▶ [Sfida a]
Ricopia fedelmente i record dalla prima riga fino alla riga che contiene "xmin=98 ymin=160 xmax=134 ymax=392", compresa quest'ultima.

▶ [Brano di testo]
Descrizione: Castelnuovo offre un resoconto della decorazione pittorica del Sancta Sanctorum di Roma in occasione del completamento del restauro, condotto da Bruno Zanardi nella prima metà degli anni Novanta. Dei lavori dà conto una pubblicazione, menzionata nell’articolo: Sancta Sanctorum, Milano, Electa, 1995.
Una copia del volume è presente nel fondo librario dell’autore, conservato dalla Biblioteca storica d’Ateneo “Arturo Graf”.

Autore: Enrico Castelnuovo

Fonte: Il Sole 24 Ore, anno 131, n. 147, p. 29

Editore: Il Sole 24 Ore; digitalizzazione: Archivio storico dell'Università di Torino (2024)

Data: 1995-06-04

Gestione dei diritti: Licenza Creative Commons
Quest'opera è distribuita con Licenza Creative Commons Attribuzione 4.0 Internazionale

Relazione: Inventario del fondo Enrico Castelnuovo, unità archivistica «Il Sole 24 Ore» (Archivio storico dell'Università di Torino)

Formato: application/pdf

Identificatore: Sole_18

Testo: «Il Sole 24 Ore» – Domenica 4 giugno 1995, n. 147, p. 29



I COLORI DEL MEDIOEVO
Raccolti in un volume i resoconti tecnici e le prime riflessioni attorno a uno dei restauri più importanti del secolo. Il ciclo è un esempio unico ed eloquente di come si dipingeva attorno al 1280, ben prima della «rivoluzione» giottesca

La pittura riparte dalle pareti del Sancta Sanctorum



di Enrico Castelnuovo
Un evento straordinario si è prodotto a Roma: uno splendido ciclo di affreschi esattamente databile agli anni del pontificato di Niccolò III (1277-1280) è riemerso all’interno del Sancta Sanctorum, l’antichissimo oratorio della dimora papale in Laterano dove erano conservate le reliquie più sacre e l’immagine più santa, quella del Salvatore che si tramandava non esser stata fatta da mani umane, l’Acheiropoielos. Di questa straordinaria vicenda testé conclusasi tratta un bel libro sfarzosamente illustrato pubblicato dall’Electa.

▶ [Dati da elaborare]
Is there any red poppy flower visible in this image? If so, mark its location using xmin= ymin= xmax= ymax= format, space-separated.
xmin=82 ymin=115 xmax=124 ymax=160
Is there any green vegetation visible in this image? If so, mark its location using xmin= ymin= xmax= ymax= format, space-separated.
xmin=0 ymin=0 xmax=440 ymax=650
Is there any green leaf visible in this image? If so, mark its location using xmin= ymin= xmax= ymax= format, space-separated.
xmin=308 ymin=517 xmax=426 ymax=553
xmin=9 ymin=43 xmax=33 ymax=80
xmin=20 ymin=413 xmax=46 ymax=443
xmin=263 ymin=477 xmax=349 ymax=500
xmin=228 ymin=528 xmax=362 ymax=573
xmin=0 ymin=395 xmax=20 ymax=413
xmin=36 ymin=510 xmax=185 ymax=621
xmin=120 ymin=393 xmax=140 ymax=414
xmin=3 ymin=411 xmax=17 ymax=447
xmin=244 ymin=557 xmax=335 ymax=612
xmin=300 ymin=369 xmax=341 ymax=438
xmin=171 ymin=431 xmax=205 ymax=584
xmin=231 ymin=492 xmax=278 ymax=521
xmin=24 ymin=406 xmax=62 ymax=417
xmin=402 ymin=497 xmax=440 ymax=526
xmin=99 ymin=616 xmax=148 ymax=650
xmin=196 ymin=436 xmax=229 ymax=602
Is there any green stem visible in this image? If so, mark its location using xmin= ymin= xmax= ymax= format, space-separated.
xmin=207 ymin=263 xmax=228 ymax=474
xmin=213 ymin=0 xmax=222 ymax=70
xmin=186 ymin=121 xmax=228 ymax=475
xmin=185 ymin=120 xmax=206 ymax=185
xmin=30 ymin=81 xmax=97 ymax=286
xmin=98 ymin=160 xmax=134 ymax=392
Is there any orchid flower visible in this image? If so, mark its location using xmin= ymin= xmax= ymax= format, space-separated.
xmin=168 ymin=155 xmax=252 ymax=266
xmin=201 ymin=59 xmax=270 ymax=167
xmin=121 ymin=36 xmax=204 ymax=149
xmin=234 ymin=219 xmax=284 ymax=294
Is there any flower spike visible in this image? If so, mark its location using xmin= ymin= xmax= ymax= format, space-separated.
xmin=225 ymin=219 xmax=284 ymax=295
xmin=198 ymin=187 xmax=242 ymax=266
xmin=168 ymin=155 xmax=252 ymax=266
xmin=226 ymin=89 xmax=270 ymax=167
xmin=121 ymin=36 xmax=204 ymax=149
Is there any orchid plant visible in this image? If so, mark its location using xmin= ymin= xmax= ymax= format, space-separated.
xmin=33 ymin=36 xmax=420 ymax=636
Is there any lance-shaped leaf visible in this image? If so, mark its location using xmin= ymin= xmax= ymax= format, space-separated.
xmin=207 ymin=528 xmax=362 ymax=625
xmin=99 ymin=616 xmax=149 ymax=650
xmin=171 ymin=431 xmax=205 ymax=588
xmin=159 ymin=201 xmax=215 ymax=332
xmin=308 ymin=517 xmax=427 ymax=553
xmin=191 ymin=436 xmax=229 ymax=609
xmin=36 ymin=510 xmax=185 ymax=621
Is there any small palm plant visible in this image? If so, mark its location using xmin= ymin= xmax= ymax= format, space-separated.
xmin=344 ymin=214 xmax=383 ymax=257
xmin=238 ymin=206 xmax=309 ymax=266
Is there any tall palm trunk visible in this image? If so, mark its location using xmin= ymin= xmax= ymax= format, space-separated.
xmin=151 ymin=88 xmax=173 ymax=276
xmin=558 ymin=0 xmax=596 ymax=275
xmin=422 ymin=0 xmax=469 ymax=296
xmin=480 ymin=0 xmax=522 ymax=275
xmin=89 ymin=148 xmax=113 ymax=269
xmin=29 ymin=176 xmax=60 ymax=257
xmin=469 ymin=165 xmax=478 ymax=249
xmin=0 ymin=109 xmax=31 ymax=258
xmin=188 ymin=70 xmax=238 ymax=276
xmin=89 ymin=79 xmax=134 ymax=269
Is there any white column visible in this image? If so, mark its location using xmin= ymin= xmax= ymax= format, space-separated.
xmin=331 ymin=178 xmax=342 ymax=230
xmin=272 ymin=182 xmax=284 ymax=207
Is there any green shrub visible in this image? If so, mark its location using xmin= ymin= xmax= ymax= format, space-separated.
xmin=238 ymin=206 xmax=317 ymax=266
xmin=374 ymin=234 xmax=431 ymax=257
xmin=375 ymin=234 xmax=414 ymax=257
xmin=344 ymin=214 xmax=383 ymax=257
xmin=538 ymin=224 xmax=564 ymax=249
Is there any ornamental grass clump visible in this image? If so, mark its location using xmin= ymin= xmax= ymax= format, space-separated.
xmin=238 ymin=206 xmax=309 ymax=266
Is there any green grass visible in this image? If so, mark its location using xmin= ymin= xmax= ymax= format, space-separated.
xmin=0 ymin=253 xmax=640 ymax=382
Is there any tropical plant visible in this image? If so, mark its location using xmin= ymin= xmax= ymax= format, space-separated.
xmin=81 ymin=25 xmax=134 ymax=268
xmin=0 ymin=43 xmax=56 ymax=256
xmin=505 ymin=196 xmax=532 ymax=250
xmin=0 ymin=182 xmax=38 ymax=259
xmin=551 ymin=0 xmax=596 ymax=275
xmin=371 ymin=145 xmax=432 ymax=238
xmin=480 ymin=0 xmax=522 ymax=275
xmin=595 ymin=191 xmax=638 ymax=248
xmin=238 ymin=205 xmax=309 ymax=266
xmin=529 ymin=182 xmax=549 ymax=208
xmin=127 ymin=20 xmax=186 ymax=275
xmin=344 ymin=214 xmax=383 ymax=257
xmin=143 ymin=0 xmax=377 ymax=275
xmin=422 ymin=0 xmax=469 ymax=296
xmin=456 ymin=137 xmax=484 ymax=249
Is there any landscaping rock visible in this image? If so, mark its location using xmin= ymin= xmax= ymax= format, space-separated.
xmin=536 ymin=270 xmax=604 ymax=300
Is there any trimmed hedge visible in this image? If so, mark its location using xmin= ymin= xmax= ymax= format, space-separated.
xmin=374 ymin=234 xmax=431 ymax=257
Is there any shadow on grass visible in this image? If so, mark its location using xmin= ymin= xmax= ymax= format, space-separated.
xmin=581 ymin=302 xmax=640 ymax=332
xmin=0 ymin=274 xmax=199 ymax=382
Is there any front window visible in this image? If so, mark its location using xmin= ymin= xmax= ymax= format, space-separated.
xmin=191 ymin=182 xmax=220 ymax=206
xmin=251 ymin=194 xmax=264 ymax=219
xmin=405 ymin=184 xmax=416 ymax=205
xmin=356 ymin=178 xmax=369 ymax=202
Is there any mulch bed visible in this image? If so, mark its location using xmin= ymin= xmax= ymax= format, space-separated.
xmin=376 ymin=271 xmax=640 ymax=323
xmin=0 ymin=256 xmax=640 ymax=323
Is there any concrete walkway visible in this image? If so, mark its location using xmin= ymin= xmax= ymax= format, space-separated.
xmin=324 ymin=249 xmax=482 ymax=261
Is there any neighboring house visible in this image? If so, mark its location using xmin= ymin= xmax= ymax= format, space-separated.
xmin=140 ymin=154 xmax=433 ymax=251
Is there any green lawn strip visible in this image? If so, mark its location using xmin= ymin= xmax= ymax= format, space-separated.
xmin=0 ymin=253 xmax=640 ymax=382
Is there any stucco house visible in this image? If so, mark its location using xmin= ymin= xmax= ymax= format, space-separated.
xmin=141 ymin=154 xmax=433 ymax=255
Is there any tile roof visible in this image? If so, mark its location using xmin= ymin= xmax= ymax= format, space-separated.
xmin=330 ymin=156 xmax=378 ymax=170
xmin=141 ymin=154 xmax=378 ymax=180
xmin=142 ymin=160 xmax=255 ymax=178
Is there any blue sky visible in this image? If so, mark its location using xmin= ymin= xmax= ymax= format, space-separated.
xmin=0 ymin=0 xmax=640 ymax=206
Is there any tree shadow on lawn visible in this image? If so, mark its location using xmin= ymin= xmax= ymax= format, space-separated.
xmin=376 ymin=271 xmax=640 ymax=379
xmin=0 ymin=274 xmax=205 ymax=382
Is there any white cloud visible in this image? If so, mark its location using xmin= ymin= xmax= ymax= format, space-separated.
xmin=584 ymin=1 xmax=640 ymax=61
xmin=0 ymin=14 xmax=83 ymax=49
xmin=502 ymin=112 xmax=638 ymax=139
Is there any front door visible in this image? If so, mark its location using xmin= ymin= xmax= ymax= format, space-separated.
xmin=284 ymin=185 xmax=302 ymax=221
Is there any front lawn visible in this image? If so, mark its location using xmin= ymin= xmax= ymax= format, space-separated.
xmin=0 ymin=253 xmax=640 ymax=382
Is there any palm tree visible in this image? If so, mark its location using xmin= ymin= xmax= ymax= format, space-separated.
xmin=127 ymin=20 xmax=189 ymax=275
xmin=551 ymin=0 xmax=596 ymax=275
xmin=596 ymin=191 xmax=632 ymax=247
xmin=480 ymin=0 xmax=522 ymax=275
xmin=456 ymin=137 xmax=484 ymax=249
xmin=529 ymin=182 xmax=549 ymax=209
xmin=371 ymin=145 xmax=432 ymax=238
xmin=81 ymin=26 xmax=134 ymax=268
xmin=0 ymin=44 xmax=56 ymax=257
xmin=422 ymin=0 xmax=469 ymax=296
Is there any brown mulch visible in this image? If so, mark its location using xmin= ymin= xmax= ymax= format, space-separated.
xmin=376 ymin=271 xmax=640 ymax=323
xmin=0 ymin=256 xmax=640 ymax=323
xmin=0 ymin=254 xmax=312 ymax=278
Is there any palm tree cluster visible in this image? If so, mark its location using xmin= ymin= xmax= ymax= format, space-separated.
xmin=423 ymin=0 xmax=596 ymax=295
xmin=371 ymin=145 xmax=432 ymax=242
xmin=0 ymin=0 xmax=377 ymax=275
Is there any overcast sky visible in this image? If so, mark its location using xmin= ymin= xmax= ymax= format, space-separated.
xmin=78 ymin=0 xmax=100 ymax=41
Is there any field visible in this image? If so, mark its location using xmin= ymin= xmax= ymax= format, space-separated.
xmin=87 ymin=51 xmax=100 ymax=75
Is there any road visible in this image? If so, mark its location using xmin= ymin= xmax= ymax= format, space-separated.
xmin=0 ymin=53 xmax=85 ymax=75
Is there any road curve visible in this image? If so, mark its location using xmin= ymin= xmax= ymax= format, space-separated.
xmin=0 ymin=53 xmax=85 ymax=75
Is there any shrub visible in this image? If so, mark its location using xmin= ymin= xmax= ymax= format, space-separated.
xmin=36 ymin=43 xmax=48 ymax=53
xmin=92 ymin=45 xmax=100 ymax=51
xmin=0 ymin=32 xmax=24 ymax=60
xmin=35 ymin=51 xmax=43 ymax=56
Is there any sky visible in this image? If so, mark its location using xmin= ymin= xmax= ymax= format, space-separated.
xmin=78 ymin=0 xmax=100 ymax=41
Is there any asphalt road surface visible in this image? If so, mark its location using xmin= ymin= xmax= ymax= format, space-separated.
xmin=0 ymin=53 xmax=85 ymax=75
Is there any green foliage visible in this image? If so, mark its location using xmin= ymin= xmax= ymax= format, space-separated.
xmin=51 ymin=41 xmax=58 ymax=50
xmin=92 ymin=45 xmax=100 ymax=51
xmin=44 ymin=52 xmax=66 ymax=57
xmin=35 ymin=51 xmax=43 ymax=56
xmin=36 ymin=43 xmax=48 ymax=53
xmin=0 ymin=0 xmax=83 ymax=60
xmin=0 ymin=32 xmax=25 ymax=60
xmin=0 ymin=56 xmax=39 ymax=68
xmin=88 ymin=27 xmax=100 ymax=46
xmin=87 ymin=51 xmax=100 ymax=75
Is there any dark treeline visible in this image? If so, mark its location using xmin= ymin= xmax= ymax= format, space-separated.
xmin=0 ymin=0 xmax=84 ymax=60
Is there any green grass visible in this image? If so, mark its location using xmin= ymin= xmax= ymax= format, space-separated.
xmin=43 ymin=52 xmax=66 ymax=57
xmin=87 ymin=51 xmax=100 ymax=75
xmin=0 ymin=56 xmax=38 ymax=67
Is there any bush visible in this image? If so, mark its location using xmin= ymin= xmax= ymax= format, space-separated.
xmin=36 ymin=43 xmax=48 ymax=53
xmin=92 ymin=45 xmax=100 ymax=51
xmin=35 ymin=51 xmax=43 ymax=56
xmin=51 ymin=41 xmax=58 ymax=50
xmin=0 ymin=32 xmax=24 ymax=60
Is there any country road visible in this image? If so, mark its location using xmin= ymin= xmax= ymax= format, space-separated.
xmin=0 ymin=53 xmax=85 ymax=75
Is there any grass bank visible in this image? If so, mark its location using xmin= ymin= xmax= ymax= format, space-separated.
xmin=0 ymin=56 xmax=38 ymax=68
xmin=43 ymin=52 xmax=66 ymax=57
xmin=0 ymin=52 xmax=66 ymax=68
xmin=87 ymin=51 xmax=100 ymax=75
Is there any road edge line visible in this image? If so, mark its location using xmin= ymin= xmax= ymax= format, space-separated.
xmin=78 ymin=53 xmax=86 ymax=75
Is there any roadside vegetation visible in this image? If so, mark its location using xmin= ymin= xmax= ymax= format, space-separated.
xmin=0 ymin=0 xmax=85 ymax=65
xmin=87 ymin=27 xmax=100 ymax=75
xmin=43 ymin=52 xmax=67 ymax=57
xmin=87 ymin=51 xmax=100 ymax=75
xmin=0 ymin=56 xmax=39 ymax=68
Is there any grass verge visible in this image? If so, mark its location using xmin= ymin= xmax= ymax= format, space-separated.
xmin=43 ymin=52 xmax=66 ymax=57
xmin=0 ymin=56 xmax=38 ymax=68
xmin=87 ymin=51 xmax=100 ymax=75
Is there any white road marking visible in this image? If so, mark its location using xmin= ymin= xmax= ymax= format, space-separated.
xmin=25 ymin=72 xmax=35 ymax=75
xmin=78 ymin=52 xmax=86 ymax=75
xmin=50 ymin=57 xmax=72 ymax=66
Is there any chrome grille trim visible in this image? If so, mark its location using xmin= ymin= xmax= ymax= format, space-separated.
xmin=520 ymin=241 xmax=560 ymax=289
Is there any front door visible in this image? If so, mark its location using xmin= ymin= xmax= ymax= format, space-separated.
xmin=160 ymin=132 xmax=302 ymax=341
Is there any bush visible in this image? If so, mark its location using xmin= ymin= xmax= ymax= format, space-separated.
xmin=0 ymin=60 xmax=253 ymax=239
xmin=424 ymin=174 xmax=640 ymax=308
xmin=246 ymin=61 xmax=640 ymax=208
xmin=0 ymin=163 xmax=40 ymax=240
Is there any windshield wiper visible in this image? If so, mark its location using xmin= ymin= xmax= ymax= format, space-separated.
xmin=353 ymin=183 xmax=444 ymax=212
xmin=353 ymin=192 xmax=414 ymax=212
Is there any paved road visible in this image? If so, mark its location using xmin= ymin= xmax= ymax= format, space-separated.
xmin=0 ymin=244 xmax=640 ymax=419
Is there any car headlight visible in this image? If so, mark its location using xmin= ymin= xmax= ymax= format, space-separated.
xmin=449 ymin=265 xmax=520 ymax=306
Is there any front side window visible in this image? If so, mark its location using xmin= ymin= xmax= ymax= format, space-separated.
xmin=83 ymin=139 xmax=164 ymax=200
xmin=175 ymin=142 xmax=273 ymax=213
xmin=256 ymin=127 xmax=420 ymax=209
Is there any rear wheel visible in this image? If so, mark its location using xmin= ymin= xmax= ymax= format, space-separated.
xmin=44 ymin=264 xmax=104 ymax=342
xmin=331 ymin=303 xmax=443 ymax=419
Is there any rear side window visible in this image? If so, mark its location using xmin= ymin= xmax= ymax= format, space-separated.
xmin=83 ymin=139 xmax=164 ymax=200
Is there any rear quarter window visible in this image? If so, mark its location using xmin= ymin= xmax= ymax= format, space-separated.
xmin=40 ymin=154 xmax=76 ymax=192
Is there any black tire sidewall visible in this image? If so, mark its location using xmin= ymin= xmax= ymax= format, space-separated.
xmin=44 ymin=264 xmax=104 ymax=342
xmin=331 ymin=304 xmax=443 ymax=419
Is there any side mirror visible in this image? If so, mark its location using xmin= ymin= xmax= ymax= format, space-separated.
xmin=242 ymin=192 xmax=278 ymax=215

▶ [Sfida b]
Secondo il brano di testo, chi ha condotto il restauro del Sancta Sanctorum di Roma?

▶ [Risultato del compito a]
Is there any red poppy flower visible in this image? If so, mark its location using xmin= ymin= xmax= ymax= format, space-separated.
xmin=82 ymin=115 xmax=124 ymax=160
Is there any green vegetation visible in this image? If so, mark its location using xmin= ymin= xmax= ymax= format, space-separated.
xmin=0 ymin=0 xmax=440 ymax=650
Is there any green leaf visible in this image? If so, mark its location using xmin= ymin= xmax= ymax= format, space-separated.
xmin=308 ymin=517 xmax=426 ymax=553
xmin=9 ymin=43 xmax=33 ymax=80
xmin=20 ymin=413 xmax=46 ymax=443
xmin=263 ymin=477 xmax=349 ymax=500
xmin=228 ymin=528 xmax=362 ymax=573
xmin=0 ymin=395 xmax=20 ymax=413
xmin=36 ymin=510 xmax=185 ymax=621
xmin=120 ymin=393 xmax=140 ymax=414
xmin=3 ymin=411 xmax=17 ymax=447
xmin=244 ymin=557 xmax=335 ymax=612
xmin=300 ymin=369 xmax=341 ymax=438
xmin=171 ymin=431 xmax=205 ymax=584
xmin=231 ymin=492 xmax=278 ymax=521
xmin=24 ymin=406 xmax=62 ymax=417
xmin=402 ymin=497 xmax=440 ymax=526
xmin=99 ymin=616 xmax=148 ymax=650
xmin=196 ymin=436 xmax=229 ymax=602
Is there any green stem visible in this image? If so, mark its location using xmin= ymin= xmax= ymax= format, space-separated.
xmin=207 ymin=263 xmax=228 ymax=474
xmin=213 ymin=0 xmax=222 ymax=70
xmin=186 ymin=121 xmax=228 ymax=475
xmin=185 ymin=120 xmax=206 ymax=185
xmin=30 ymin=81 xmax=97 ymax=286
xmin=98 ymin=160 xmax=134 ymax=392

▶ [Risultato del compito b]
Il restauro è stato condotto da Bruno Zanardi.